▶ [What to produce] Count the lines of the records below that contain the string "railing", matching case exactly, and reply with the number alone.

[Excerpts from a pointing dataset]
━━━━━━━━━━━━━━━━

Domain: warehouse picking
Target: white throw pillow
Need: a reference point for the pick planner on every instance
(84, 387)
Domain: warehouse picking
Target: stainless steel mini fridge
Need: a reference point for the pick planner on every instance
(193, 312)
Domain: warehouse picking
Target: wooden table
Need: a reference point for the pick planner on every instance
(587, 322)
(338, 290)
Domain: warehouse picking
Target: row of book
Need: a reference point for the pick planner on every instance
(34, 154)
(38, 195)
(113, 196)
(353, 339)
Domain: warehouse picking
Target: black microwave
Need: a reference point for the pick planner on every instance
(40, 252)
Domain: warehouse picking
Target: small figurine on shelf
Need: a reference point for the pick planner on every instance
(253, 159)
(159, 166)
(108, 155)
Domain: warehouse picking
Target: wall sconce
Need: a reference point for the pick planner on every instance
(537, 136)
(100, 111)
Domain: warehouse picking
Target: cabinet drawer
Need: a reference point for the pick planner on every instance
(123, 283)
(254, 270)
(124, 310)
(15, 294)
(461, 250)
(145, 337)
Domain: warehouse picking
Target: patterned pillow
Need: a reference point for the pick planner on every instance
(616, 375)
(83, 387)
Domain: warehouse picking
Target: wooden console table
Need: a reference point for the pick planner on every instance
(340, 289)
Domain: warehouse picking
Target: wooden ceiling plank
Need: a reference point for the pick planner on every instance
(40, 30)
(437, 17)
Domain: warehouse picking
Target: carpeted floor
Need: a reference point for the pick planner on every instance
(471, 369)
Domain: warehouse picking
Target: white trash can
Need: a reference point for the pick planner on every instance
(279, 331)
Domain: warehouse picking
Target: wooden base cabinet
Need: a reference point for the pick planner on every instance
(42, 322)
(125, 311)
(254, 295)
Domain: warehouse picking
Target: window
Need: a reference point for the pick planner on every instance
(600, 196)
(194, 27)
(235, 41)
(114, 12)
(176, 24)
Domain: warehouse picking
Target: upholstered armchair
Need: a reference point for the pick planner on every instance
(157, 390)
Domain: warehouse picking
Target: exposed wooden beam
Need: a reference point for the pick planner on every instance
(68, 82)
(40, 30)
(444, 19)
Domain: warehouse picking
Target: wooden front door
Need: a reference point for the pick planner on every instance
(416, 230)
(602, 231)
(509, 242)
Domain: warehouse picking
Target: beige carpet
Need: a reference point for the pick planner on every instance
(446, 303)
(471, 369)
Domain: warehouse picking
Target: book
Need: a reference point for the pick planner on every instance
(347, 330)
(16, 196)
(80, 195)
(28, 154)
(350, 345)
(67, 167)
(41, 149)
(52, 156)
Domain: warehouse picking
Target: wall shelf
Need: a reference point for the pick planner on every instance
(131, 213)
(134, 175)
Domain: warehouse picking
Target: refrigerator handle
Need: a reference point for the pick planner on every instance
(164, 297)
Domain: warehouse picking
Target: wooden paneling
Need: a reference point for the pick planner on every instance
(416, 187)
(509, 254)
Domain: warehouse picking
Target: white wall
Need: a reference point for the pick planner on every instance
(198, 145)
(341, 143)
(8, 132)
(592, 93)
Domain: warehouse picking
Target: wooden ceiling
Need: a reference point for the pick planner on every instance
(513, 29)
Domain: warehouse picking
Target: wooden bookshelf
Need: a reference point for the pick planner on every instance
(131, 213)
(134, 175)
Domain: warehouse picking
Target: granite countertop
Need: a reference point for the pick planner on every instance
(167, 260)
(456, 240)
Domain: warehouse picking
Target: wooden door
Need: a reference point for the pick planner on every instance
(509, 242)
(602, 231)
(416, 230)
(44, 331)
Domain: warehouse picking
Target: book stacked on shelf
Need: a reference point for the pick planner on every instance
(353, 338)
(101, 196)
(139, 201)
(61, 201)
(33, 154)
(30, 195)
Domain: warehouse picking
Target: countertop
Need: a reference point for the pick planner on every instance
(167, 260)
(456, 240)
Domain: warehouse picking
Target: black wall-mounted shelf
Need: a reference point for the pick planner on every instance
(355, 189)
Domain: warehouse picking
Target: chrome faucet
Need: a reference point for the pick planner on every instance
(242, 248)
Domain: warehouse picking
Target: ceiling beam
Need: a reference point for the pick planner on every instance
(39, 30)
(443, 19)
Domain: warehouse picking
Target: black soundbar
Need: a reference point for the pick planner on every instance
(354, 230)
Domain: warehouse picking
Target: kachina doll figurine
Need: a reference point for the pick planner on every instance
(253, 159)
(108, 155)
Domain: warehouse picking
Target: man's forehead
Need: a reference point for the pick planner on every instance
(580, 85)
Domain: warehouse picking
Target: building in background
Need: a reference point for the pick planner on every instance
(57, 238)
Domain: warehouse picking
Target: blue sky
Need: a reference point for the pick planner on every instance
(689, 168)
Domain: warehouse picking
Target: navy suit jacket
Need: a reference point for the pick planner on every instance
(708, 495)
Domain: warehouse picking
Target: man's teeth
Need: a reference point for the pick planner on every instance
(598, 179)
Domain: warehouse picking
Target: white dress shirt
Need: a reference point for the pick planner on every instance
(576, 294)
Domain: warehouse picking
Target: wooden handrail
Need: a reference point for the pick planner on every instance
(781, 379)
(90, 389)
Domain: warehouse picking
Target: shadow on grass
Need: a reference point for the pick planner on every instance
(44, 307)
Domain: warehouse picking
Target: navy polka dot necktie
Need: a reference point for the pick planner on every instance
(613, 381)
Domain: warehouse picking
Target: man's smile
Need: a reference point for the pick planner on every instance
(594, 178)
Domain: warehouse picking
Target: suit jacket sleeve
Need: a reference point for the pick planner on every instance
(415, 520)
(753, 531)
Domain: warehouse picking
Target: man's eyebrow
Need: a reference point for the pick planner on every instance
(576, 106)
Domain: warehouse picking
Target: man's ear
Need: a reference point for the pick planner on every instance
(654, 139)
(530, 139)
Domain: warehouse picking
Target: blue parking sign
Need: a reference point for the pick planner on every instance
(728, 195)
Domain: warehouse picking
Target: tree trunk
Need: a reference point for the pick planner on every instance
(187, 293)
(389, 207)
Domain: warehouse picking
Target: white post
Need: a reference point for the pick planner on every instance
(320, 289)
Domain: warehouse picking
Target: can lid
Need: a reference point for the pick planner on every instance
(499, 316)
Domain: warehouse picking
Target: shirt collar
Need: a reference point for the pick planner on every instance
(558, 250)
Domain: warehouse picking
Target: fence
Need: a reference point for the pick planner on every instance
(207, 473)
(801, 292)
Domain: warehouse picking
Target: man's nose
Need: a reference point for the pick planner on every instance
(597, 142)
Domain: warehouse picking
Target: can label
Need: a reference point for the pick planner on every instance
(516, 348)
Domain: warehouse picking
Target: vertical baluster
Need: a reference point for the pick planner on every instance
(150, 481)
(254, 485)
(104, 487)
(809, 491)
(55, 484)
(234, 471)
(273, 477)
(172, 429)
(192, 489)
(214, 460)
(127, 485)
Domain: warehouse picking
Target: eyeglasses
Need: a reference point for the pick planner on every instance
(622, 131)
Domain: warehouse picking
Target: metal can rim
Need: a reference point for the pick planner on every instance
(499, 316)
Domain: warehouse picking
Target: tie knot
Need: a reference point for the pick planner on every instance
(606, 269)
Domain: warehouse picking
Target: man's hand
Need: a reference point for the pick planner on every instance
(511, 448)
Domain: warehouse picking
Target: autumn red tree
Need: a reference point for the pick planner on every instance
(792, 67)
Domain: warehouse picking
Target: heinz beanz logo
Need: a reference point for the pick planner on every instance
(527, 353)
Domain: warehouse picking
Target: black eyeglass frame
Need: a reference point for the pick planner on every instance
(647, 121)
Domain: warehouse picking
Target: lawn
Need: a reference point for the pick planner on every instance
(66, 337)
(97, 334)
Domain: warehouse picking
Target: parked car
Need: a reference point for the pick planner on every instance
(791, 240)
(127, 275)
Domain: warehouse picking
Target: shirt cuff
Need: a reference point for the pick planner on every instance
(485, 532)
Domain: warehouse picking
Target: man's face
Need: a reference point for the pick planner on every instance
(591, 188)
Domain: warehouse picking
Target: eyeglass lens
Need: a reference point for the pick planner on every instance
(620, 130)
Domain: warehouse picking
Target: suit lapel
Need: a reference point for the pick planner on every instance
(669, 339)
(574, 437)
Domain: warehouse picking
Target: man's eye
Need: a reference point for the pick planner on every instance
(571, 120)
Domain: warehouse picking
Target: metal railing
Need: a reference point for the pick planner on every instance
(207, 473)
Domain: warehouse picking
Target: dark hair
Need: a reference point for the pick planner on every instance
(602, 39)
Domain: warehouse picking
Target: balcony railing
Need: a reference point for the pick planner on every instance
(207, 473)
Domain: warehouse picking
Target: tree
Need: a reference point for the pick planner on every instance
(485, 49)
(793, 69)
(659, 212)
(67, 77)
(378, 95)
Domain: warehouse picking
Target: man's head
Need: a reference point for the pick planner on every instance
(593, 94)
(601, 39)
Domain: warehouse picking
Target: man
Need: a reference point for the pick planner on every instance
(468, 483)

━━━━━━━━━━━━━━━━

▶ [Solution to this exercise] 2